* **Records supplied**
◆ ◆ ◆ ◆

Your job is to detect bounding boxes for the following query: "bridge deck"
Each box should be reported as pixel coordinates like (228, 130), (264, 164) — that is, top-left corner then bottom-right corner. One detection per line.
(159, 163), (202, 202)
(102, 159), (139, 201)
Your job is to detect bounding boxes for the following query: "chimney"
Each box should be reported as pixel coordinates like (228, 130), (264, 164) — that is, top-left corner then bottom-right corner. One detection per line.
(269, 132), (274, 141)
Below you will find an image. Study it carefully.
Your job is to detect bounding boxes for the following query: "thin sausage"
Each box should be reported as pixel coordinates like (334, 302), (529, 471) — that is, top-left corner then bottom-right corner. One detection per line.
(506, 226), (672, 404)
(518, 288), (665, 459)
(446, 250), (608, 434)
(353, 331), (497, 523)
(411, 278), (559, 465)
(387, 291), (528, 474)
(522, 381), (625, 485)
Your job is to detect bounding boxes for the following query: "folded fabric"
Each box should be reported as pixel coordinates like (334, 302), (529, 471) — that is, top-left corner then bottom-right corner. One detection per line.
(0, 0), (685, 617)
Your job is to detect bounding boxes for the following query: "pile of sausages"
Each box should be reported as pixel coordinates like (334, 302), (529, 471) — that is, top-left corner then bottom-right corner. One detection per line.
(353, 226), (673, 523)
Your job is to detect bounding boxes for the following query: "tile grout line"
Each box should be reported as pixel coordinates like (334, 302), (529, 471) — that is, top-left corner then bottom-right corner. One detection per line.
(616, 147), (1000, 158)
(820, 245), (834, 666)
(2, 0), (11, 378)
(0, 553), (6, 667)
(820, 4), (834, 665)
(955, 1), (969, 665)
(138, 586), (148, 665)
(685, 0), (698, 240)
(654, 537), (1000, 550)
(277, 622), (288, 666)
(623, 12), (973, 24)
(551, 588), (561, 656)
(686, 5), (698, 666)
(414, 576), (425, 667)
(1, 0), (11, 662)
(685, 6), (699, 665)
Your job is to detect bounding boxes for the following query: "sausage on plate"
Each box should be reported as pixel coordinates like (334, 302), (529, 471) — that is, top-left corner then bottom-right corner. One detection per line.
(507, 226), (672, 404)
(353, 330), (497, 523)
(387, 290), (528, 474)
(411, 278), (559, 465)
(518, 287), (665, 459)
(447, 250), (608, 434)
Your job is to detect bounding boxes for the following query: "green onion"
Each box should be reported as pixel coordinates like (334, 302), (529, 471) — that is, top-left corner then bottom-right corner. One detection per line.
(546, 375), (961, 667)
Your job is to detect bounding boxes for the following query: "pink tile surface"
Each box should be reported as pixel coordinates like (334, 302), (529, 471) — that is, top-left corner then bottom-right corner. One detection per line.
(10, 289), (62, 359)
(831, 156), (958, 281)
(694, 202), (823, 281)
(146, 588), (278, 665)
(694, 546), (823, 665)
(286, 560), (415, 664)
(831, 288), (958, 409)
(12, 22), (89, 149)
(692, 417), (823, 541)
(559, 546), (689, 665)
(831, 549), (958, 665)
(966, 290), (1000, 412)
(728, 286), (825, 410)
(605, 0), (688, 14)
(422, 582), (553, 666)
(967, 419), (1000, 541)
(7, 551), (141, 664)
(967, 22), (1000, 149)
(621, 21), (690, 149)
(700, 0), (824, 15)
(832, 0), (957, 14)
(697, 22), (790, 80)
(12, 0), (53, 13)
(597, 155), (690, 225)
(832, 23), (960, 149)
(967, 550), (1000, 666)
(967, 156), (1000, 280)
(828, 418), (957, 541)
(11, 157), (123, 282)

◆ ◆ ◆ ◆

Reproduce the whole of the records exactly, so that no line differs from the source above.

* **Task output**
Your job is to detect bounding boxes for the following query: "bridge deck"
Each box should be reported as pixel coordinates like (228, 130), (264, 164) — that is, top-left corner then bottom-right corner. One detection per line.
(159, 163), (202, 202)
(102, 159), (139, 201)
Your job is to detect bounding boxes for the following query: "chimney"
Each box should be reported as pixel coordinates like (228, 130), (264, 164) — that is, top-left corner then bottom-right corner. One detection per line.
(269, 132), (274, 141)
Below you will find an image. Study it carefully.
Your job is to detect bounding boxes for the following query: "thin sausage"
Each box should be reported as pixel coordinates like (334, 302), (529, 471) — that is, top-left corner then bottom-right corner. One detection per line.
(506, 226), (672, 404)
(518, 288), (665, 459)
(446, 250), (608, 434)
(353, 331), (497, 523)
(411, 278), (559, 465)
(387, 291), (528, 474)
(522, 381), (625, 485)
Your job is to detect bounding boxes for the following query: "folded fabric"
Each box should be reported as pixel coordinates like (334, 302), (529, 471) — that is, top-left corner then bottom-right corner. One detection per line.
(0, 0), (685, 617)
Your job is to detect bounding boxes for the following query: "pile of sausages"
Each box should be reported as pixel coordinates like (334, 302), (529, 471) — that is, top-left corner then bottom-right corner. One detection per line.
(353, 226), (673, 523)
Your job is to detect bounding boxes for the following query: "tile grout line"
Each box should be reported as pixel coordinates like (334, 302), (529, 471) — that is, top-left corner then bottom-right corner. One detection per line.
(616, 147), (1000, 158)
(820, 245), (834, 666)
(2, 0), (11, 378)
(0, 553), (6, 667)
(820, 4), (834, 665)
(955, 1), (969, 665)
(138, 586), (148, 665)
(685, 0), (698, 240)
(654, 537), (1000, 550)
(277, 622), (288, 666)
(623, 12), (973, 24)
(551, 588), (561, 656)
(686, 5), (698, 666)
(414, 576), (425, 667)
(1, 0), (11, 662)
(685, 6), (699, 665)
Your job is to detect bounding boxes for the following query: "sausage on plate"
Each box should be reported as pixel coordinates like (334, 302), (529, 471) — that is, top-left corner then bottom-right corner. One detection per line.
(507, 226), (672, 404)
(353, 330), (497, 523)
(387, 290), (528, 474)
(411, 278), (559, 465)
(518, 287), (665, 459)
(447, 250), (608, 434)
Your job is to detect bounding boxes for the following query: "green onion"
Each box should be reported as pixel coordinates like (334, 302), (529, 471) — that is, top-left corner then bottom-right corner. One detection per line.
(546, 375), (961, 667)
Your job is to detect bounding boxes for the following query: "pink tile surface"
Each box should be reported as pixel coordinates like (334, 302), (529, 471) — that is, top-left corner then bottom-right corner. One detection per line.
(10, 289), (62, 359)
(831, 156), (958, 281)
(694, 202), (823, 281)
(146, 588), (278, 665)
(694, 546), (823, 665)
(286, 560), (415, 664)
(831, 288), (958, 409)
(12, 22), (89, 149)
(692, 417), (823, 541)
(559, 546), (689, 665)
(831, 549), (958, 665)
(966, 290), (1000, 412)
(728, 286), (825, 410)
(605, 0), (688, 14)
(422, 582), (553, 666)
(967, 419), (1000, 541)
(7, 551), (141, 664)
(967, 22), (1000, 149)
(621, 21), (690, 149)
(700, 0), (824, 15)
(832, 0), (957, 14)
(697, 22), (790, 80)
(12, 0), (53, 13)
(597, 155), (690, 225)
(832, 23), (960, 149)
(967, 550), (1000, 666)
(967, 156), (1000, 280)
(828, 418), (957, 541)
(11, 157), (123, 282)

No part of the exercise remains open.